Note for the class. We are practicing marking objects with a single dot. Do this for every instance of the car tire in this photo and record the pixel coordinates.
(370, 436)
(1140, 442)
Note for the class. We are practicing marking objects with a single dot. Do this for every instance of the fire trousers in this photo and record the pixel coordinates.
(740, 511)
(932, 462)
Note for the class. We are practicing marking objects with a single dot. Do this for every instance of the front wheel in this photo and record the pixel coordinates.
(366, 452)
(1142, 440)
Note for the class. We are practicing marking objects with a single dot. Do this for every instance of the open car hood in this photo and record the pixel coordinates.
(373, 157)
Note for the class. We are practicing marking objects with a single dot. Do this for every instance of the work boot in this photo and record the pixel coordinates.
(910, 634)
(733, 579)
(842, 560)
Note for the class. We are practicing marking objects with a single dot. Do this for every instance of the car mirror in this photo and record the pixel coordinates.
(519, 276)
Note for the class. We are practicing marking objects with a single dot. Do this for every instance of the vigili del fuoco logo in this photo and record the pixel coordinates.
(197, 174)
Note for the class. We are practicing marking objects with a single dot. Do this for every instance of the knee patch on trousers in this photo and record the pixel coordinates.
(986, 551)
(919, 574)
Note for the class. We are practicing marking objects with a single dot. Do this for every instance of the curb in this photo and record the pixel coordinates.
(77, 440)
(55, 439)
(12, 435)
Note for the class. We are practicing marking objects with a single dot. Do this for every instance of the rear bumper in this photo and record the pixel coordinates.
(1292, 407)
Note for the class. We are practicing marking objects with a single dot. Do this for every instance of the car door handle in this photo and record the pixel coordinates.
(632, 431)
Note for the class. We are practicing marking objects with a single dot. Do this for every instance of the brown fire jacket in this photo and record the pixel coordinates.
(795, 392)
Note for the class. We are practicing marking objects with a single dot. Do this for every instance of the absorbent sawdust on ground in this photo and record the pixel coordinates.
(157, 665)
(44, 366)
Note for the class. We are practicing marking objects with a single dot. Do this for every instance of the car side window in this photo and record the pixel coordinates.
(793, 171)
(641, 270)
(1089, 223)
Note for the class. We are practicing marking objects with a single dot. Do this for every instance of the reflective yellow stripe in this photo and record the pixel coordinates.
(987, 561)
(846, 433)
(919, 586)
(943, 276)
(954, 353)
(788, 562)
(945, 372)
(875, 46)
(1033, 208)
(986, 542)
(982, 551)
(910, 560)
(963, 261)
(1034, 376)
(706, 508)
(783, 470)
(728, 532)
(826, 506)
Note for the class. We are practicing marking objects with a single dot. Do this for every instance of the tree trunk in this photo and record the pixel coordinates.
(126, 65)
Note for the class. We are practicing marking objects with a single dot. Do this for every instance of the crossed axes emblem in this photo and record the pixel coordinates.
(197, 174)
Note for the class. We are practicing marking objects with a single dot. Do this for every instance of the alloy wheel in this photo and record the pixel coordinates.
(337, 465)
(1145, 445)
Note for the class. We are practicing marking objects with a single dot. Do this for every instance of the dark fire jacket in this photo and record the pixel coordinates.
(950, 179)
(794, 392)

------------------------

◆ Written exercise
Starting at the first line above and ending at the line that contains "(1140, 442)", write those lines out again, request included. Multiply every coordinate in the answers by 1.1 and round to whole numbers, with halves rounded up.

◆ Reply to the task
Note for the class. We are practicing marking objects with a single dot. Do this for every instance of the car tire in this photo and record the pixel coordinates.
(407, 480)
(1254, 486)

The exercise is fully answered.